**** Lesetext ****

Spielzeugreparatur auf der Wieden
Die "Puppenklinik" richtet es
Ob kaputte Glieder, zerrissene Kleider oder herausfallende Augen: In der Puppen-Klinik wird alles wieder heil.
WIEN/WIEDEN. Die meisten Erwachsenen sehen in Puppen entweder ein banales Kinderspielzeug oder Monster aus Horrorfilmen. Nicht so Manfred Reichel: Der ehemalige Dekorateur betreibt seit 27 Jahren in der Heumühlgasse 5 seine eigene Puppen-Klinik.
Dort repariert er beschädigte Puppen und haucht ihnen neues Leben ein. "Seit ich 18 Jahre alt war, interessiere ich mich für Gliederpuppen", schildert Reichel. "Eine Gliederpuppe hat so viele Gelenke, dass sie leicht bewegt werden kann. Das hat mich fasziniert."

**** Ausgangsdaten ****

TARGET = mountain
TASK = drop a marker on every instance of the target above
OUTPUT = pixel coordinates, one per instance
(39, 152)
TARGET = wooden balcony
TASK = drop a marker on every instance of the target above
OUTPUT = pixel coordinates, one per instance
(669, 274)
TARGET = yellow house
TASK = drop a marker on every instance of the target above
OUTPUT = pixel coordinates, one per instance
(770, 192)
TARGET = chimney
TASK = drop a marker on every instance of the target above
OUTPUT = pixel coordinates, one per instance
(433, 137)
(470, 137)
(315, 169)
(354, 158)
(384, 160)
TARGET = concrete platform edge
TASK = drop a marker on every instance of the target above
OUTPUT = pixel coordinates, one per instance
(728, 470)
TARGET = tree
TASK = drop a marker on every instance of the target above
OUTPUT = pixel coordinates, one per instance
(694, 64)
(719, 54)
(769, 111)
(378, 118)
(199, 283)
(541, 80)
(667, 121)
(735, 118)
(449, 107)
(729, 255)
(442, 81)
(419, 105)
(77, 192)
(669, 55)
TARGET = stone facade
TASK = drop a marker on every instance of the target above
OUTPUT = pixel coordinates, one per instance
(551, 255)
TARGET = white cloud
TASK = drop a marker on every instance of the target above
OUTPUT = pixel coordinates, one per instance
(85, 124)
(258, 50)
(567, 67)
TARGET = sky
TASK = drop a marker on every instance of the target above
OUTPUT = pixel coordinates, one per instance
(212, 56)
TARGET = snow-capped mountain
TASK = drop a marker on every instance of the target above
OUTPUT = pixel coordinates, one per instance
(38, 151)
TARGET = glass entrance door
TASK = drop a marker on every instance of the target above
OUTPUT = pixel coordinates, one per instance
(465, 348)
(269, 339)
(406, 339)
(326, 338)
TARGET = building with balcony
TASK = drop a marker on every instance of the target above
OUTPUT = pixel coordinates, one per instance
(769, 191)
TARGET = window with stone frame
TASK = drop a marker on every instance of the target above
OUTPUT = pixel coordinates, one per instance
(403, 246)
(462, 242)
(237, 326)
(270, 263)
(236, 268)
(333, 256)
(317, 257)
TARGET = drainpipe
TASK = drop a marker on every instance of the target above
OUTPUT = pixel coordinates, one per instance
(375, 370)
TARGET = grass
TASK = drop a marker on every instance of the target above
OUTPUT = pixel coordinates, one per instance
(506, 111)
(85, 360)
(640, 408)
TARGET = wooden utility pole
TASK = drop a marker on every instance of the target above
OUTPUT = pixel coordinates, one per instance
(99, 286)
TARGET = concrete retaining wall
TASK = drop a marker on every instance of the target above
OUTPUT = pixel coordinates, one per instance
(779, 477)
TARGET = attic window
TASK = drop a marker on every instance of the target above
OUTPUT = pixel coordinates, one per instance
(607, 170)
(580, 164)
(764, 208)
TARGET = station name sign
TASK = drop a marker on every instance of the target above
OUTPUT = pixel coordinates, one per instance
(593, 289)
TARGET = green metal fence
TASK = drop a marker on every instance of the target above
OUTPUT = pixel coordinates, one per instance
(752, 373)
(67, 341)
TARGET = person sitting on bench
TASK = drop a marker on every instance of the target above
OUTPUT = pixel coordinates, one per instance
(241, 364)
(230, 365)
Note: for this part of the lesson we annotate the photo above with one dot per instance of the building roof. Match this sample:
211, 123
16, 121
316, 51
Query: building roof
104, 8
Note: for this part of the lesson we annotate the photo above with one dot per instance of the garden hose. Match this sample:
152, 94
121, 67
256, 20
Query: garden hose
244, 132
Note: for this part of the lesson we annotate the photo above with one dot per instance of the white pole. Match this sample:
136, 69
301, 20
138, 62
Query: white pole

****

Ihre Aufgabe —
Beantworten Sie anhand des Textes über die Puppenklinik diese Fragen:
1. Unter welcher Adresse betreibt Manfred Reichel seine Puppen-Klinik?
2. Welchen Beruf hat Manfred Reichel früher ausgeübt?
3. Ab welchem Alter interessiert sich Reichel für Gliederpuppen?
Die Einträge sind hierfür ohne Belang.

Lösung der Aufgabe —
1. In der Heumühlgasse 5.
2. Er war Dekorateur.
3. Seit er 18 Jahre alt war.